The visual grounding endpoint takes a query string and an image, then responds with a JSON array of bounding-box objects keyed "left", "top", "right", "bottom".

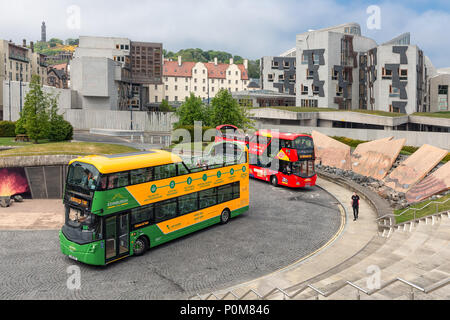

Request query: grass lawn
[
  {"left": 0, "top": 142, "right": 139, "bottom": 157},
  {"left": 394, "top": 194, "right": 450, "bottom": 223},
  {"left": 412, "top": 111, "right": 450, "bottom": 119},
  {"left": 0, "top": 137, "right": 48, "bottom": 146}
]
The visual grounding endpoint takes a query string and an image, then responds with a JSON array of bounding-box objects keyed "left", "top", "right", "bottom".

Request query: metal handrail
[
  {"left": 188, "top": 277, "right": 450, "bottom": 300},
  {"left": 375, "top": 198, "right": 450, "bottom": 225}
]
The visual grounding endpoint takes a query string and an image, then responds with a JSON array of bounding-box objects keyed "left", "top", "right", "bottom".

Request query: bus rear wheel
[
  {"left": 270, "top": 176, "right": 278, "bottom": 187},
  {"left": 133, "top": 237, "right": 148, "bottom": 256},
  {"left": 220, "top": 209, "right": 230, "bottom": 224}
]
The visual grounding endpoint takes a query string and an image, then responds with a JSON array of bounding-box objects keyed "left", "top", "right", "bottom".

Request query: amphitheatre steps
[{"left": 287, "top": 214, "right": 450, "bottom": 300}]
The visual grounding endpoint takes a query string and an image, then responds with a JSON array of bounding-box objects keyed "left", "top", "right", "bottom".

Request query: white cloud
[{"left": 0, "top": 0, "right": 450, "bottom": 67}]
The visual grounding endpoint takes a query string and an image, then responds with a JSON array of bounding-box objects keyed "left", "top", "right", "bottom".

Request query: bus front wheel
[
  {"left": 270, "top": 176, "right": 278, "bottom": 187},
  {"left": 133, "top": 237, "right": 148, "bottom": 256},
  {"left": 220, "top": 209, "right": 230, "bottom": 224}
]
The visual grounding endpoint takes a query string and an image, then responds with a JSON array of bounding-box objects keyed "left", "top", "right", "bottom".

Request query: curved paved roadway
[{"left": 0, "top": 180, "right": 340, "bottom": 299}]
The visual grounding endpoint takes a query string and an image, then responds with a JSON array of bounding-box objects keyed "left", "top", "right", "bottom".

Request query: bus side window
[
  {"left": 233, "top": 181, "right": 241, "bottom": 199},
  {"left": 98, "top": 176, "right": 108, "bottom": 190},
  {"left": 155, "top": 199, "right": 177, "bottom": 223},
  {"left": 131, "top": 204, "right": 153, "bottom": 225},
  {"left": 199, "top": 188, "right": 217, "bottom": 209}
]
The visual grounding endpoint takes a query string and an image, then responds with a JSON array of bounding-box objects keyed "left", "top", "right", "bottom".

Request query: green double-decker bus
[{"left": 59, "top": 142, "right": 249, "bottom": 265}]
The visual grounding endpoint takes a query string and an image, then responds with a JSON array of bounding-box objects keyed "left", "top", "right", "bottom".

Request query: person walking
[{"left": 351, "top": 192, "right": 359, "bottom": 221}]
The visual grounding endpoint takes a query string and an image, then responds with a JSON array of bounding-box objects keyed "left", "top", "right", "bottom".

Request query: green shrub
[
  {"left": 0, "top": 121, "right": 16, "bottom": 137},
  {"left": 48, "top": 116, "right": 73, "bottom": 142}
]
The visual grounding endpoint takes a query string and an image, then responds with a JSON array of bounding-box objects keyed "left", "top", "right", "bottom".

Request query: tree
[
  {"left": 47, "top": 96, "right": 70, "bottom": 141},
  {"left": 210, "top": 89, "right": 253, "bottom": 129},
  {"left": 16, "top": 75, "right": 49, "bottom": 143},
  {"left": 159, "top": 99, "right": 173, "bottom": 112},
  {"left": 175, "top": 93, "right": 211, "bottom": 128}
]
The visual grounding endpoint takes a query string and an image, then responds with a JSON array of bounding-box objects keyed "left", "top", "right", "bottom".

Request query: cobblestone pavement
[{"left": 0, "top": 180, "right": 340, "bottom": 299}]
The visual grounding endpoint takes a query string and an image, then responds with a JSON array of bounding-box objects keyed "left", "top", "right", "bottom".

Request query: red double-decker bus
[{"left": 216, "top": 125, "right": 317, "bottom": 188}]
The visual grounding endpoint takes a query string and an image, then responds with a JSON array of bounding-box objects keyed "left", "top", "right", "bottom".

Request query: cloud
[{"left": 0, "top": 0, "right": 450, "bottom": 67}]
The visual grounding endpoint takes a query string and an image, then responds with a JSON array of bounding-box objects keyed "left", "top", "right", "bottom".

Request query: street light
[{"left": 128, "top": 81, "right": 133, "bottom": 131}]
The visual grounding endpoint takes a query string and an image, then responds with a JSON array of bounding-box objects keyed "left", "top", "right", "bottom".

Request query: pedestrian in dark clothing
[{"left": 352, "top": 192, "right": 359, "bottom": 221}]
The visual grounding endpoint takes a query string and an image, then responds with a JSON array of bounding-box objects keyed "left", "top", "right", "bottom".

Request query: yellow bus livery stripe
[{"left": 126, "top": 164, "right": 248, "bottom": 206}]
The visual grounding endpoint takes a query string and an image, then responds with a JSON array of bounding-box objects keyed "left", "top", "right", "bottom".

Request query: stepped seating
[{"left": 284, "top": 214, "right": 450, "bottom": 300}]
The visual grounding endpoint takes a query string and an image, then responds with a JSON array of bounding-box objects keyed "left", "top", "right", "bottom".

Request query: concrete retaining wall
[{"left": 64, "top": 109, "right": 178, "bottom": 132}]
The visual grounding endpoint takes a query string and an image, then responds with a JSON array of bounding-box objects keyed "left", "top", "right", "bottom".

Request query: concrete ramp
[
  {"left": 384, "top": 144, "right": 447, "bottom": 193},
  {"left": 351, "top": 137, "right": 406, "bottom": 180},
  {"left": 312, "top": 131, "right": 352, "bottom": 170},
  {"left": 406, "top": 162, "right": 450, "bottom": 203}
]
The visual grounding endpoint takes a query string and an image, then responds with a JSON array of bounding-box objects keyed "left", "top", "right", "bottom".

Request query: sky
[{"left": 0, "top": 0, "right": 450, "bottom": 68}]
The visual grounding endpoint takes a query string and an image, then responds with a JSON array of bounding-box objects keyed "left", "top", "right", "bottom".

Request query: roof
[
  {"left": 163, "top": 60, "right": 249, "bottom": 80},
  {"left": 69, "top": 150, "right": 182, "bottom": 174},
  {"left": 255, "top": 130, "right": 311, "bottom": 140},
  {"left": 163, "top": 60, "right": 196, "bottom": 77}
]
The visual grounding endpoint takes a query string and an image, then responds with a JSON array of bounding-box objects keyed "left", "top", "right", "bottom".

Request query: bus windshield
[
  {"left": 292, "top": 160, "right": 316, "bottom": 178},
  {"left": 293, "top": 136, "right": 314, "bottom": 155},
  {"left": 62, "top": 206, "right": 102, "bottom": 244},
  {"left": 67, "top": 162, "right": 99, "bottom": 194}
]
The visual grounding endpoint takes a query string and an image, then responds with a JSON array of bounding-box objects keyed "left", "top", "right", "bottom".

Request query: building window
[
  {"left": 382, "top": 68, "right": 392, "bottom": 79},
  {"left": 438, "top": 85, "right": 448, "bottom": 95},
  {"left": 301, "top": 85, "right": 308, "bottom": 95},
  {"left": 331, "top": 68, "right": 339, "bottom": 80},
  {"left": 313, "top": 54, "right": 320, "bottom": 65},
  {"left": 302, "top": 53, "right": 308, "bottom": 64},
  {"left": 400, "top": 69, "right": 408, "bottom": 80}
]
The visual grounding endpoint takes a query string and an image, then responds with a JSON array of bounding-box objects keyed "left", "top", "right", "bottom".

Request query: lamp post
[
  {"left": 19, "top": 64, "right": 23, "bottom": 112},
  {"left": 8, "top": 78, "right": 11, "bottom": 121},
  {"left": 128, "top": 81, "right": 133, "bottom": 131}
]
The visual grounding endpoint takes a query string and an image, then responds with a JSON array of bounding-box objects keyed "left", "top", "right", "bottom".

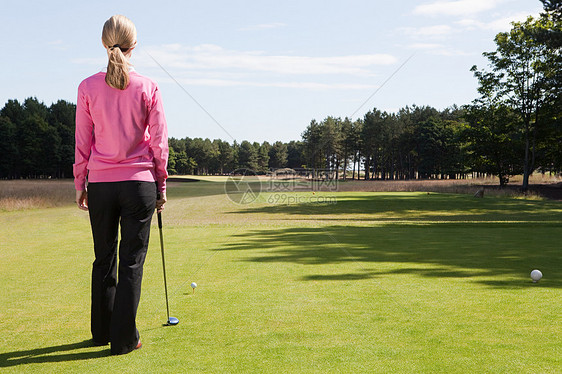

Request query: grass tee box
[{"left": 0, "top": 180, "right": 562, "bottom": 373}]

***

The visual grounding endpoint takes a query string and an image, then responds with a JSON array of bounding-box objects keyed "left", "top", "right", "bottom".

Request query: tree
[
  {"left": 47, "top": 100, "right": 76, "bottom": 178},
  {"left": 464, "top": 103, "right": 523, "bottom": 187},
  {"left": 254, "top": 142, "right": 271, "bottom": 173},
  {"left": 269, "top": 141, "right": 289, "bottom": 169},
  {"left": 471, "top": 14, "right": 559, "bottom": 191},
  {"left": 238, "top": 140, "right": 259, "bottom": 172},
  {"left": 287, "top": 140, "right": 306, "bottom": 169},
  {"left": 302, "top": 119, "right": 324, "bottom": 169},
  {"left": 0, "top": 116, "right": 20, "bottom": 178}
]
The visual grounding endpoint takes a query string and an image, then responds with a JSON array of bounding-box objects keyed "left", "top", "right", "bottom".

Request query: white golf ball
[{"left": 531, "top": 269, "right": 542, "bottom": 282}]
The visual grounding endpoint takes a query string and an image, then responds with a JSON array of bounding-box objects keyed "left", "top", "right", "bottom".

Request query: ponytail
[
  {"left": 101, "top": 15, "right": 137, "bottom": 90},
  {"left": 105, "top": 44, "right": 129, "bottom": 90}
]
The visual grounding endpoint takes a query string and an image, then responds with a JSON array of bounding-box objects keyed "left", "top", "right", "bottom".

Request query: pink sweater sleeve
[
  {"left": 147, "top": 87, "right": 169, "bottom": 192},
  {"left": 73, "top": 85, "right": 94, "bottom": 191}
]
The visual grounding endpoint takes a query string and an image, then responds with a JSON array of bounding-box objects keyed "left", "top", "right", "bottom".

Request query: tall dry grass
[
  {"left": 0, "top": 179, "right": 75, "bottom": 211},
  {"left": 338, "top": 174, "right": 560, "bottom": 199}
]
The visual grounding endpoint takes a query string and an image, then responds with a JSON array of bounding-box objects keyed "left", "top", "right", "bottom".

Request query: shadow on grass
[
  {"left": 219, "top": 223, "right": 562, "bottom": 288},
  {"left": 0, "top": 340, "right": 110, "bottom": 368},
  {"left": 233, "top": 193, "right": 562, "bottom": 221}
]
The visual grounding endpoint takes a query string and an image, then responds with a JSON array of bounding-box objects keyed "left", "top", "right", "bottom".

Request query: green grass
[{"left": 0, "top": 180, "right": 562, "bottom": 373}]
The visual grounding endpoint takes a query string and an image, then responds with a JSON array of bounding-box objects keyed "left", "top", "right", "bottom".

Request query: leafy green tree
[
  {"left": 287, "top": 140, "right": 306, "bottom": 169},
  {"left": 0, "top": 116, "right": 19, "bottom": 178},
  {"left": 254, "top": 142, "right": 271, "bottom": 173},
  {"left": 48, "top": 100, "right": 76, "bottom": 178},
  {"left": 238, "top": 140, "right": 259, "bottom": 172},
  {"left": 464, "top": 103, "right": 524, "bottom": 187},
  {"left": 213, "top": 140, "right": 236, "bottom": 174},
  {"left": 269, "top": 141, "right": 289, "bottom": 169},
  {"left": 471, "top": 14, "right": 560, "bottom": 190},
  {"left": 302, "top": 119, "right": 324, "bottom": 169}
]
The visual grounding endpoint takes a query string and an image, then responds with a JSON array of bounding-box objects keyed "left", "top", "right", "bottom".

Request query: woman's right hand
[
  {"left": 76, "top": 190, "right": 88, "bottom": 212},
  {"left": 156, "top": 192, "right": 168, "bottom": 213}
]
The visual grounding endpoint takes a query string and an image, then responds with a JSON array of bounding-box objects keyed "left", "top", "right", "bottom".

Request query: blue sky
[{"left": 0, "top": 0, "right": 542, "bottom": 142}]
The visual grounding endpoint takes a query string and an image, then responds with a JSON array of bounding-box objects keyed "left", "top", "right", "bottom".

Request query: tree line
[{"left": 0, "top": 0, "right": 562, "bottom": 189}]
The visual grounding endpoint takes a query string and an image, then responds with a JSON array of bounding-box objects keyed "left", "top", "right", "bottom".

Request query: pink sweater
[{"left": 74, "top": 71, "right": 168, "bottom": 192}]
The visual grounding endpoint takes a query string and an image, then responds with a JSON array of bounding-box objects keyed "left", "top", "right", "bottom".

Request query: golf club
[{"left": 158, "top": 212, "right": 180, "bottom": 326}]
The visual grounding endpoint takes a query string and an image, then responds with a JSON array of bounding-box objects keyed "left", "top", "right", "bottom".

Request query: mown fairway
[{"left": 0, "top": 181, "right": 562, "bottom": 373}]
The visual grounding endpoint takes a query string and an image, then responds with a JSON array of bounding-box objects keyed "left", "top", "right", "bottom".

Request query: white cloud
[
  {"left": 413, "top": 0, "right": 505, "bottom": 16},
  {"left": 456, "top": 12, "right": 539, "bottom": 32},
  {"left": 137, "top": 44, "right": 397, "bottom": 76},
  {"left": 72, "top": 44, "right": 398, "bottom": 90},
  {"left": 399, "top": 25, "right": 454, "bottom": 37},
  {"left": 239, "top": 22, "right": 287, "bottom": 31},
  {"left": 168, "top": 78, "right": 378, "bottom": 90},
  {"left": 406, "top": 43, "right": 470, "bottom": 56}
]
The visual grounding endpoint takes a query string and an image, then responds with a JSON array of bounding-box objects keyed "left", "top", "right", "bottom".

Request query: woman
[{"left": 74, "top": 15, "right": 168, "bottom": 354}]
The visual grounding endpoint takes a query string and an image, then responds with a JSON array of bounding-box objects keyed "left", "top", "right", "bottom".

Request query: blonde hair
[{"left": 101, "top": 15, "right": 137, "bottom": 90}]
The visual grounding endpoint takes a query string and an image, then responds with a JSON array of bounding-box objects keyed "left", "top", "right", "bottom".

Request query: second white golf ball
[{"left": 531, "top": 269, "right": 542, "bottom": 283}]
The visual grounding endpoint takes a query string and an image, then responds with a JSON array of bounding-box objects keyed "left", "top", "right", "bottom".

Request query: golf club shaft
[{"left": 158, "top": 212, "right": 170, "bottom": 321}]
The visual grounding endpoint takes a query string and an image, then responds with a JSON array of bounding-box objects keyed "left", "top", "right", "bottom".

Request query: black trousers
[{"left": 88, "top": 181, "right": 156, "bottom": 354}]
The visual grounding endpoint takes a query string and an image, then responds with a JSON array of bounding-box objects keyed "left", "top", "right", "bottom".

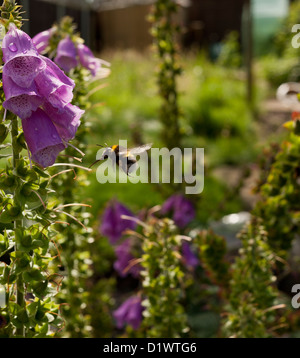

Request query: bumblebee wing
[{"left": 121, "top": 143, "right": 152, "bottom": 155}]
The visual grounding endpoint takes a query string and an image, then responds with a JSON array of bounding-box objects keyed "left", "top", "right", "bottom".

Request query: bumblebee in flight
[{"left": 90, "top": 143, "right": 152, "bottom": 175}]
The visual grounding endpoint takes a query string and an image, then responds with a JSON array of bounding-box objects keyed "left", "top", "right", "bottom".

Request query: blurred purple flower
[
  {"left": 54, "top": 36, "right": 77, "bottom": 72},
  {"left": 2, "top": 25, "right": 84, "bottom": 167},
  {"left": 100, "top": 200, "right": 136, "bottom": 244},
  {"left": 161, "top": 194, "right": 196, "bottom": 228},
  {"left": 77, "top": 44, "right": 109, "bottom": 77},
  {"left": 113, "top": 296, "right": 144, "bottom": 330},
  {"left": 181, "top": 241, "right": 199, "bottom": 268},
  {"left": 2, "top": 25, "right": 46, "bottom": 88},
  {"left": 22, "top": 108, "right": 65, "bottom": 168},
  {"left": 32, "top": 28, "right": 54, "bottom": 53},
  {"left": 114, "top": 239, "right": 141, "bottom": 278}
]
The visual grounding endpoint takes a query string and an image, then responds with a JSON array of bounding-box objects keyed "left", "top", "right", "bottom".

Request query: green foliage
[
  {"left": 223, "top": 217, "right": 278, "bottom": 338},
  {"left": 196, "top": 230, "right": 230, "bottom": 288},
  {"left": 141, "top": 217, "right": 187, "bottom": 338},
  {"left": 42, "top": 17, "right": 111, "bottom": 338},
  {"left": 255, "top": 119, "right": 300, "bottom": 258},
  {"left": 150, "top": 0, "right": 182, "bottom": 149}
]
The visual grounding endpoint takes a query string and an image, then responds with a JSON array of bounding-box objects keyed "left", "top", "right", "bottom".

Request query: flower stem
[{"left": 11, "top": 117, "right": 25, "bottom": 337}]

***

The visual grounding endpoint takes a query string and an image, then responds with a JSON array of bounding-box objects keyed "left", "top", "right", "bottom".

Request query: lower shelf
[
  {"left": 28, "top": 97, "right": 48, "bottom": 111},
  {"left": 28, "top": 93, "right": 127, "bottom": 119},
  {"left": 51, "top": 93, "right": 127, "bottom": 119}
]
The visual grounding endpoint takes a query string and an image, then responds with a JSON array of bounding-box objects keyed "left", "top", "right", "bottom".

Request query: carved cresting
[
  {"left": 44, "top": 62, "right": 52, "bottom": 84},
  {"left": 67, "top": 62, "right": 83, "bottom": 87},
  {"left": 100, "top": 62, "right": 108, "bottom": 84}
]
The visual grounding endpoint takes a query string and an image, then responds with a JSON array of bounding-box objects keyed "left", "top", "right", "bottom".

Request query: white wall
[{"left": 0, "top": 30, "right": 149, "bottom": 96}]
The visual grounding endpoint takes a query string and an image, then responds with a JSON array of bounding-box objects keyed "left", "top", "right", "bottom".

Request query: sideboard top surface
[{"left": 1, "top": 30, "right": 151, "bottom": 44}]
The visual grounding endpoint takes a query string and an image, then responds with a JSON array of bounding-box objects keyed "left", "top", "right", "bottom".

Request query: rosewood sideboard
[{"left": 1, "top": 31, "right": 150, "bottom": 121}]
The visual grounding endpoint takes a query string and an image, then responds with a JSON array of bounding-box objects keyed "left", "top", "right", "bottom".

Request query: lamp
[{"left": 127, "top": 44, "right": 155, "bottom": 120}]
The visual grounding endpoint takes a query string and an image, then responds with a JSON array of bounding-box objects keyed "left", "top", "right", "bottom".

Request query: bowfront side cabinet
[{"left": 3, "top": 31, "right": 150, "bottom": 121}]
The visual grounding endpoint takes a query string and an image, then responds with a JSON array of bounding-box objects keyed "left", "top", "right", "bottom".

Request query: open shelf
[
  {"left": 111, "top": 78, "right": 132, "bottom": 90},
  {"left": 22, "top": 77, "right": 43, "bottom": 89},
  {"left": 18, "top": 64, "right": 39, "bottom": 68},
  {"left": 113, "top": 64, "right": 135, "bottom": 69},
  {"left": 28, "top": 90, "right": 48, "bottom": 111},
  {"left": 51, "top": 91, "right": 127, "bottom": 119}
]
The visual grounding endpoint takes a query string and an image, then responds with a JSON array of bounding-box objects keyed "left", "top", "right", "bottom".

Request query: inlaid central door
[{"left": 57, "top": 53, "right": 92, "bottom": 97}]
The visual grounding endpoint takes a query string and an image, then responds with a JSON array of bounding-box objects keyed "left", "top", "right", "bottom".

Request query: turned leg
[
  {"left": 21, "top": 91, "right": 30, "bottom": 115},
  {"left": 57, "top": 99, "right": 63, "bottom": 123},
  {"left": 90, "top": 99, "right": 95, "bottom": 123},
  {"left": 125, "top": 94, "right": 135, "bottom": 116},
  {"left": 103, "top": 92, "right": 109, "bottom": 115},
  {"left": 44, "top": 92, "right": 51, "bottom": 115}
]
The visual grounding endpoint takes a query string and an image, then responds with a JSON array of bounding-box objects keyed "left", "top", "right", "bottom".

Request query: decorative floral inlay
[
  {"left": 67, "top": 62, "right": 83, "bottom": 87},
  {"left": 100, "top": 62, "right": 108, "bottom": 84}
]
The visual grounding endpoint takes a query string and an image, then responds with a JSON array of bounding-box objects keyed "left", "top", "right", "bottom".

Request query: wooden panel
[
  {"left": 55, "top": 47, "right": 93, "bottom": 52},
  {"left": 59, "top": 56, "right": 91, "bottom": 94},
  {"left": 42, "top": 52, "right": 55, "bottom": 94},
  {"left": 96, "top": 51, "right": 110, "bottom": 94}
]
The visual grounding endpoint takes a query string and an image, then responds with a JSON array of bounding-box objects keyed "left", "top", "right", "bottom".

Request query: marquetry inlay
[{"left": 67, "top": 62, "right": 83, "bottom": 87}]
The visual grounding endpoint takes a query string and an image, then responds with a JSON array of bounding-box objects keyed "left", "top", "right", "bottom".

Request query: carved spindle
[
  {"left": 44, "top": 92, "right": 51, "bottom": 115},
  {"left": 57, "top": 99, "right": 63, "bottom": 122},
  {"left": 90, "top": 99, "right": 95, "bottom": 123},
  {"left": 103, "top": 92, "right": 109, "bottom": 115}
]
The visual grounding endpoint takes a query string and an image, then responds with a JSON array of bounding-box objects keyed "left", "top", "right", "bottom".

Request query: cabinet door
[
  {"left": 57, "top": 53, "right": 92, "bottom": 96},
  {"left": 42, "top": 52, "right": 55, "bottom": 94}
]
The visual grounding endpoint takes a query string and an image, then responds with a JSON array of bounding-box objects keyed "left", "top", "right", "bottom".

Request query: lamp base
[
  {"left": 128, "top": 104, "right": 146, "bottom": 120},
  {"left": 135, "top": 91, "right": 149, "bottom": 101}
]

***

Your instructions>
Which lines of the entries above contain the string "double"? List each of them in full.

Exercise answer>
Request query: green double-decker bus
Request query: red double-decker bus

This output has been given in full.